- [GOAL]
Pick out every row below that contains the string "wheel", matching case exactly, and copy each of those rows in full.

- [THE DATA]
^^^^^^^^
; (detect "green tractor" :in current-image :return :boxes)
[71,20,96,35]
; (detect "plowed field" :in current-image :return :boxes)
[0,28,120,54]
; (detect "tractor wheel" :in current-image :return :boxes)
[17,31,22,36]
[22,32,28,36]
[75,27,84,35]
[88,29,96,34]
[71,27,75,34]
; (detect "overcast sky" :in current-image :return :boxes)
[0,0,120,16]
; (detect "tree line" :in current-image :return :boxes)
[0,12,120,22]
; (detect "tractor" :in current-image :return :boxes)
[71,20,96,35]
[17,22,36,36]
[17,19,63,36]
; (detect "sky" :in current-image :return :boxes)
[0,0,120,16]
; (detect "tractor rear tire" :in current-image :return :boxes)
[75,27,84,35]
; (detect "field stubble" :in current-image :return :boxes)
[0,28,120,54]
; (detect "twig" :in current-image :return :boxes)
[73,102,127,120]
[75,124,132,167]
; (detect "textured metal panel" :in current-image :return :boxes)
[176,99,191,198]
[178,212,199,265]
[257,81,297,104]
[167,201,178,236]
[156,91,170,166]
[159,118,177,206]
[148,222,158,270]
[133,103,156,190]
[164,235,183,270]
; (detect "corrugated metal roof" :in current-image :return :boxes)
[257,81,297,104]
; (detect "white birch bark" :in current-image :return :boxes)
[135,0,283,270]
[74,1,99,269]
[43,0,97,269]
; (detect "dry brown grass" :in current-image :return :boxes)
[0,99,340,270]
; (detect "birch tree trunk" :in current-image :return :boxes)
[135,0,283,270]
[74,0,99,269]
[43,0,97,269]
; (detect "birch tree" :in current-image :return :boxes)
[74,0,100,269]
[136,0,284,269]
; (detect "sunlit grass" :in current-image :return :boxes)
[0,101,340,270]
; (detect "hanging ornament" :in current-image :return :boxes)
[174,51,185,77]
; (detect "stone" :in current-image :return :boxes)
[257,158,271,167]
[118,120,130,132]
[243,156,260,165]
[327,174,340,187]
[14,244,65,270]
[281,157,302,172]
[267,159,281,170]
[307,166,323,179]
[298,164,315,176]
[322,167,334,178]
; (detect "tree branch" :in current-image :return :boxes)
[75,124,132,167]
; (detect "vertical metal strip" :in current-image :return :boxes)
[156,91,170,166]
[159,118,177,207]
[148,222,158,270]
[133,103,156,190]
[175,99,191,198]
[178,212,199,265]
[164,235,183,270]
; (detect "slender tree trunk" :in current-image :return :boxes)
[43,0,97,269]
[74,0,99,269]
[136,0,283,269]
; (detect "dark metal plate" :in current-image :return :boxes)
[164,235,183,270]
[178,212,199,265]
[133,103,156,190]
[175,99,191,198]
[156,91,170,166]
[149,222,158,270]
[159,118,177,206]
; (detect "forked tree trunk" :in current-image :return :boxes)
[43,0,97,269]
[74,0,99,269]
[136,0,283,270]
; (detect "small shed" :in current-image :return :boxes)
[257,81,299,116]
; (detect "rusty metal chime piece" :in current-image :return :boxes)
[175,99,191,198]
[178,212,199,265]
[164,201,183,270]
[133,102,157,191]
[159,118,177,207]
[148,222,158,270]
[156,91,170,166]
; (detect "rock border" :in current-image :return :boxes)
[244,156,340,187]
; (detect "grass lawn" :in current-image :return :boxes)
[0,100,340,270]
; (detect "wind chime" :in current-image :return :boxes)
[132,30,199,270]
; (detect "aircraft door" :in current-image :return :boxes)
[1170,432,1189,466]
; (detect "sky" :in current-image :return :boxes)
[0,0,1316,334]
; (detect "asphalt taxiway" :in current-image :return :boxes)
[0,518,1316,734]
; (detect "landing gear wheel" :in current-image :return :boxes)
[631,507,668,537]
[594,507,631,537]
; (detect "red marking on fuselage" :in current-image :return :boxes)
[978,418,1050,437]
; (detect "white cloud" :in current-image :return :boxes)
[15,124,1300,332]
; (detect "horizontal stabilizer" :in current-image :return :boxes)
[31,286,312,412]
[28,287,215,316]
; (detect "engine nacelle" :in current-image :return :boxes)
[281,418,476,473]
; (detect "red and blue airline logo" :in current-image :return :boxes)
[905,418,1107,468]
^^^^^^^^
- [REPLY]
; (detect "tractor wheel" :in current-image :return :boxes)
; (detect "landing gear wheel" :in current-image :return :boxes)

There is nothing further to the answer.